> What you will do
Reproduce, without alteration, the stretch of the records from the line containing "Where can the green" through the end of the records.

======== Data records

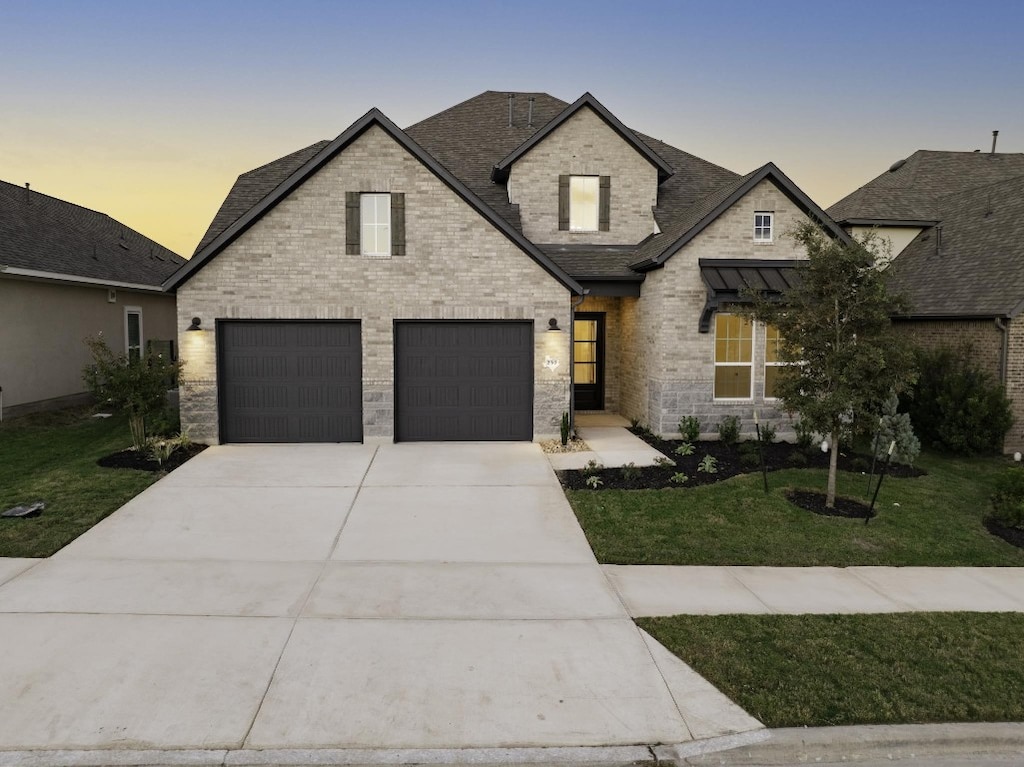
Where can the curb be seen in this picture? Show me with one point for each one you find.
(855, 743)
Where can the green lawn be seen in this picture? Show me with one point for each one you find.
(938, 521)
(791, 671)
(52, 458)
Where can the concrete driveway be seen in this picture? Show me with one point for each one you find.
(292, 597)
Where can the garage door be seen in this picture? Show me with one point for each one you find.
(471, 381)
(290, 382)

================

> Solution to this task
Where can the green lawn be seen in this picture? Show me with one point for each one you find.
(938, 521)
(791, 671)
(52, 458)
Where can the concrete driveway be seen in this picture? Show me with one point for each one you find.
(292, 597)
Where can the garage door be seen in this picture? Show me with one point for each one you find.
(471, 381)
(290, 382)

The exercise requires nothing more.